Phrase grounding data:
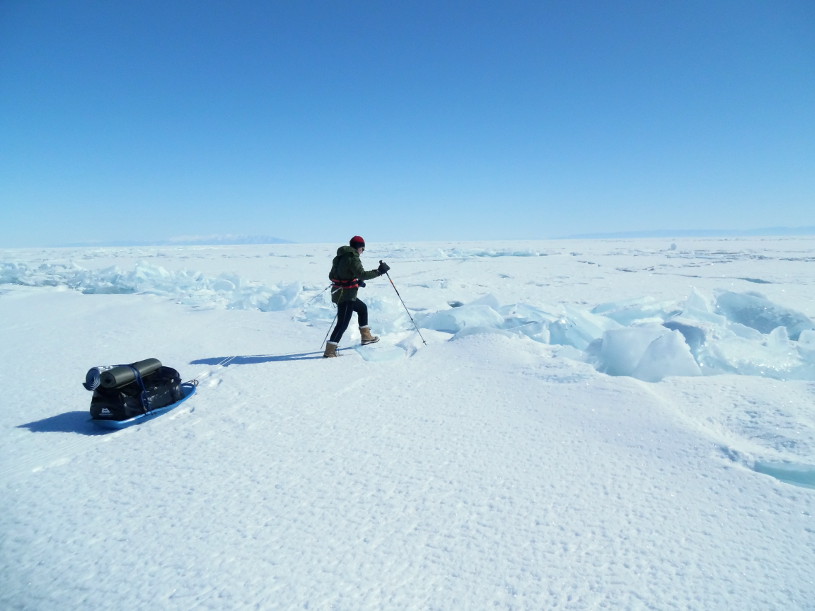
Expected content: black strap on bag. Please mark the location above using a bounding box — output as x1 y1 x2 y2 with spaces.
127 365 151 413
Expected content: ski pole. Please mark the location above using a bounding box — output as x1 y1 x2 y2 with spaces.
322 310 338 349
381 261 427 345
304 284 332 307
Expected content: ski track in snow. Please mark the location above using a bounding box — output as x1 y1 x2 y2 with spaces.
2 238 814 609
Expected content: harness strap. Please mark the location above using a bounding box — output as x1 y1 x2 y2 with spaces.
330 277 359 290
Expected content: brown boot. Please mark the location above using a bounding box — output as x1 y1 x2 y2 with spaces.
323 341 339 358
359 326 379 345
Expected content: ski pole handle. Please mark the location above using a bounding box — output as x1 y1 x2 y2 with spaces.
380 260 426 345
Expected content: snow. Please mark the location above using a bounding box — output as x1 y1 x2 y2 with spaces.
2 237 814 609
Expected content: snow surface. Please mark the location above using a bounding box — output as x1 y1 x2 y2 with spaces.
2 237 814 609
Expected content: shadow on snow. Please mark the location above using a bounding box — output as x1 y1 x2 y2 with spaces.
191 352 325 366
18 411 108 436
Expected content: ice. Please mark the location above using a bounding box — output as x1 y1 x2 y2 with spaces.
548 305 621 350
682 288 729 325
631 329 702 382
588 325 701 381
715 290 814 340
593 325 671 377
401 286 815 382
4 254 815 384
435 247 547 258
592 296 682 325
754 462 815 489
419 303 504 333
0 260 306 311
662 320 706 358
800 329 815 352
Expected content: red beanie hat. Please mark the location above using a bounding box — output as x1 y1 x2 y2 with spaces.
350 236 365 248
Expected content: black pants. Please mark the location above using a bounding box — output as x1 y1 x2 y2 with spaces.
329 299 368 344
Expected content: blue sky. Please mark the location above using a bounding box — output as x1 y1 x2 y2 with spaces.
1 1 813 247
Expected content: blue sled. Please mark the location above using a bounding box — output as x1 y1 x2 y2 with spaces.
91 382 197 430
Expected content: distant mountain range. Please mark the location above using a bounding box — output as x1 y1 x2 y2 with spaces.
561 226 815 239
165 234 293 246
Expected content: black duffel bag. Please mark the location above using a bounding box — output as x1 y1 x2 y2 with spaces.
90 366 183 421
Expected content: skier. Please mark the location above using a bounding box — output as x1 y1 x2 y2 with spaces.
324 236 390 358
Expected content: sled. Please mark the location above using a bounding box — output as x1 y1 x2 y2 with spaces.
91 381 197 430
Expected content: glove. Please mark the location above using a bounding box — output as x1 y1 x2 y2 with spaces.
377 261 390 275
358 280 366 288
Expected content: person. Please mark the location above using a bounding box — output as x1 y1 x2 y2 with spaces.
324 236 390 358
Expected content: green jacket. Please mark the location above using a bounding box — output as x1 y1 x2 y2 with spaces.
329 246 380 303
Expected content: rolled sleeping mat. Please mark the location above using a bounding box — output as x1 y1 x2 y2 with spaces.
99 358 163 389
82 365 114 391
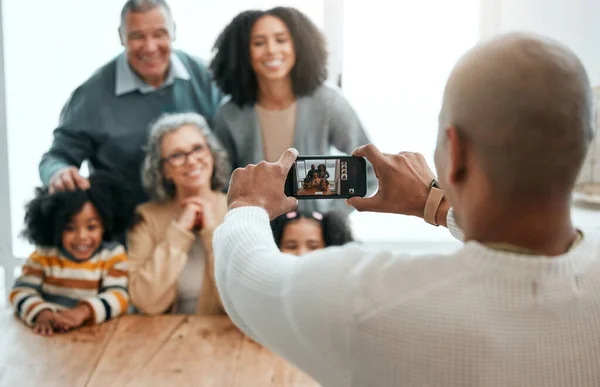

TASK DETAILS ▸ An exact copy of every entry above is needed, minus the pictures.

EXPECTED OUTPUT ▸
Expected content: black strap on bag. Please mark the location above using a bounding box — output as x1 y1 x2 y2 with spaces.
127 365 151 413
Expected content: ski pole. Please mark the location above using a bounding box — output as x1 y1 x2 y2 with spaces.
322 310 338 349
381 261 427 345
304 284 332 307
Expected content: ski track in snow. Please mark the location above using a bounding box — output as x1 y1 x2 y2 with spaces.
2 238 814 609
Expected content: harness strap. Please mark the location above using a bounding box — output as x1 y1 x2 y2 with spaces.
330 277 359 290
Expected content: brown boot. Please mark the location above using a bounding box — output as x1 y1 x2 y2 with spaces.
323 341 339 358
359 326 379 345
Expected content: ski pole handle. Please mark the location above using a bounding box — output as x1 y1 x2 y2 with spaces.
380 260 426 345
Expected content: snow. Please mark the location above using a bounding box — output as x1 y1 x2 y2 with spaces.
2 237 814 609
Expected content: snow surface. Please mark the location above using a bounding box — output as x1 y1 x2 y2 with spaces.
2 237 814 609
Expected content: shadow on snow. Please mark the location above using a bounding box — output as x1 y1 x2 y2 with spaces.
191 352 325 366
18 411 108 436
Expected content: ice. Please mark the location above using a bounding box — output as x1 y1 x2 y2 with spaces.
548 305 621 350
682 288 729 325
631 329 702 382
588 325 701 381
715 290 814 340
593 325 671 377
401 286 815 382
4 254 815 384
435 247 547 258
592 296 682 325
754 462 815 489
419 303 504 333
0 260 306 311
662 320 706 358
800 329 815 352
Expected content: red beanie hat. Please mark the location above using a bounding box — output as x1 y1 x2 y2 with spaces.
350 236 365 248
Expected content: black pants. Please mark the location above using a bounding box — output as x1 y1 x2 y2 with spaces.
329 299 368 344
Expected content: blue sky. Please mark the location above using a bounding box — output as x1 y1 x2 y2 with spaces.
1 1 813 247
Expected content: blue sled. Please mark the location above using a bounding box — output as x1 y1 x2 y2 with spaces.
91 382 197 430
Expected content: distant mountain range. Please mark the location above using a bounding box — output as x1 y1 x2 y2 with spaces.
561 226 815 239
165 234 293 246
Expected content: black duffel bag. Please mark the location above using a bounding box — output as x1 y1 x2 y2 with spaces.
90 366 183 421
Expected content: skier. Please mark the location above using a bounding box — output as x1 y1 x2 y2 with spaces.
324 236 390 358
Expected content: sled. Please mark the location above using a bounding box — output as x1 y1 x2 y2 with spaces.
91 381 197 430
Expected content: glove. Please mark the location above using a bounding box — output as x1 y1 x2 y2 with spaces.
377 261 390 275
358 280 366 288
Expected content: person. Please mark the location above using a bounding box — output as x1 y1 x2 y2 with spaces.
324 236 390 358
Expected content: green jacket. Please mark the location above using a bounding box — output as x1 y1 x2 y2 with spaces.
329 246 380 303
Expected content: rolled sleeping mat. Please mark the location above using a bounding box — output as x1 y1 x2 y2 with spaces.
99 358 163 389
82 365 114 391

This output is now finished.